◆ **Source**
_ _ _ _

Tailor Of Tigray Mends Ethiopian Refugees' Clothes And Hearts
Thousands of people fled war in Ethiopia with nothing but the clothes on their backs.
Now in Um Raquba camp in neighbouring Sudan, dozens of destitute refugees from the fighting in the northern Tigray region flock each day to Omar Ibrahim's makeshift tailor shop.
Using a foot-powered sewing machine he rents from a local villager, Ibrahim helps fellow refugees recover from the horrors of war and forced flight -- by making them new garments and mending the holes in their old ones.
"I came here a month ago" from the Tigray town of Humera, Ibrahim tells AFP as he sews a new red and white cotton dress.
"I had nothing with me, and nothing to do. Sitting idly would never have helped improve my situation, so I decided to do the only thing I know: sewing."
Ibrahim explains that he struck a deal with a Sudanese villager in Um Raquba. In return for the use of the rusty sewing machine, he hands half of his profits to its owner.
"Now, I am happier than when I arrived," says the 25-year-old tailor, who owned a shop in Humera equipped with three sewing machines.
In his hometown, he specialised in making clothes for women.
In Um Raquba camp, a sprawling refugee settlement that the UN says currently houses some 13,000 refugees, he mends and sews new clothes for men, women and children.
"When I give people new clothes to wear, they feel happy, because they came here with nothing," says Ibrahim, who keeps a tailor's white measuring tape around his shoulders.
Despite the pain and loss he has suffered, he remains driven by a belief in self-reliance and the importance of serving his community.
"When you do good things for people, you receive good things from the world," he says.
Some 49,000 Ethiopians have fled into Sudan since Prime Minister Abiy Ahmed's government launched a deadly offensive against the Tigray region's ruling party on November 4.
Living in a string of camps dotted along Sudan's border with Ethiopia, most of the refugees must rely on aid to survive.
Many simply do not have the means to pay Ibrahim for his services, so he charges according to their means.
"If they can afford to pay me, I charge them. But if they don't have any money I help them free of charge," he says. "We are all one people."

_ _ _ _

◆ **Recorded information**

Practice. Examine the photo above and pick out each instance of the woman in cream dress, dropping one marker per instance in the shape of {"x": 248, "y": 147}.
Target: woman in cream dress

_ _ _ _

◆ **Required work**
Repeat the passage of the tailor article from "Tailor Of Tigray" to "white cotton dress.", copying it word for word.

◆ **Exercise result**
Tailor Of Tigray Mends Ethiopian Refugees' Clothes And Hearts
Thousands of people fled war in Ethiopia with nothing but the clothes on their backs.
Now in Um Raquba camp in neighbouring Sudan, dozens of destitute refugees from the fighting in the northern Tigray region flock each day to Omar Ibrahim's makeshift tailor shop.
Using a foot-powered sewing machine he rents from a local villager, Ibrahim helps fellow refugees recover from the horrors of war and forced flight -- by making them new garments and mending the holes in their old ones.
"I came here a month ago" from the Tigray town of Humera, Ibrahim tells AFP as he sews a new red and white cotton dress.